> **PROBLEM REQUIREMENTS**:
Copy every line of the records below word for word, keeping each one in its original order.

> **DATASET CONTENT**:
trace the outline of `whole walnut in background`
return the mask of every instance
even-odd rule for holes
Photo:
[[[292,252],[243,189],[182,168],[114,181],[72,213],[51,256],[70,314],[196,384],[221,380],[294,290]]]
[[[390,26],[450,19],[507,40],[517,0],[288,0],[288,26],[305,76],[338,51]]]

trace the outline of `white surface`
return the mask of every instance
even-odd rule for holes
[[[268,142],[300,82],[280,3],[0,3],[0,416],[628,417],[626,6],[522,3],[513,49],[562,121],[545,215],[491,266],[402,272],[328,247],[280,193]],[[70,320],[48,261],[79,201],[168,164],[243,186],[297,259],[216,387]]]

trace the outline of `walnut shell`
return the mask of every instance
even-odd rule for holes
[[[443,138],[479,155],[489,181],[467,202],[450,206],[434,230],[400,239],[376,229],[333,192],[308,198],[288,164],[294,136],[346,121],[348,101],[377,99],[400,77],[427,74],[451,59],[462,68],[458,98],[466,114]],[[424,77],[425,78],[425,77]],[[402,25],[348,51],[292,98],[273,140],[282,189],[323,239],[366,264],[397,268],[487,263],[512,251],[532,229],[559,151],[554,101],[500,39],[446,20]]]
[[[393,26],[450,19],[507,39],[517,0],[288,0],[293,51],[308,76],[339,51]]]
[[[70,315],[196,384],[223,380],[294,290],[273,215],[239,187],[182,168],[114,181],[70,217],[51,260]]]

> **ANSWER TO THE PROBLEM**:
trace the outline of `whole walnut in background`
return the mask of every instance
even-odd rule for holes
Photo:
[[[292,252],[243,189],[182,168],[114,181],[72,213],[51,256],[70,314],[196,384],[221,380],[294,290]]]
[[[390,26],[450,19],[507,40],[517,0],[288,0],[288,26],[305,76],[338,51]]]

trace the outline of `white surface`
return the mask of every instance
even-odd rule for holes
[[[268,142],[300,82],[280,3],[0,3],[0,416],[628,417],[626,6],[522,3],[513,49],[562,121],[545,215],[491,266],[402,272],[328,247],[280,193]],[[70,320],[48,261],[79,201],[168,164],[243,186],[297,259],[216,387]]]

trace the outline of `walnut shell`
return the mask of every instance
even-odd rule for holes
[[[443,138],[479,155],[489,181],[467,202],[450,206],[434,230],[400,239],[376,229],[333,192],[308,198],[288,164],[294,136],[346,121],[348,101],[377,99],[400,77],[427,74],[451,59],[462,68],[458,98],[466,114]],[[424,77],[425,78],[425,77]],[[402,25],[348,51],[292,98],[273,140],[282,189],[323,239],[366,264],[397,268],[487,263],[512,251],[532,229],[559,151],[554,101],[500,39],[446,20]]]
[[[393,26],[450,19],[507,39],[517,0],[288,0],[293,51],[308,76],[339,51]]]
[[[70,315],[196,384],[223,380],[294,290],[273,215],[239,187],[182,168],[114,181],[70,217],[51,260]]]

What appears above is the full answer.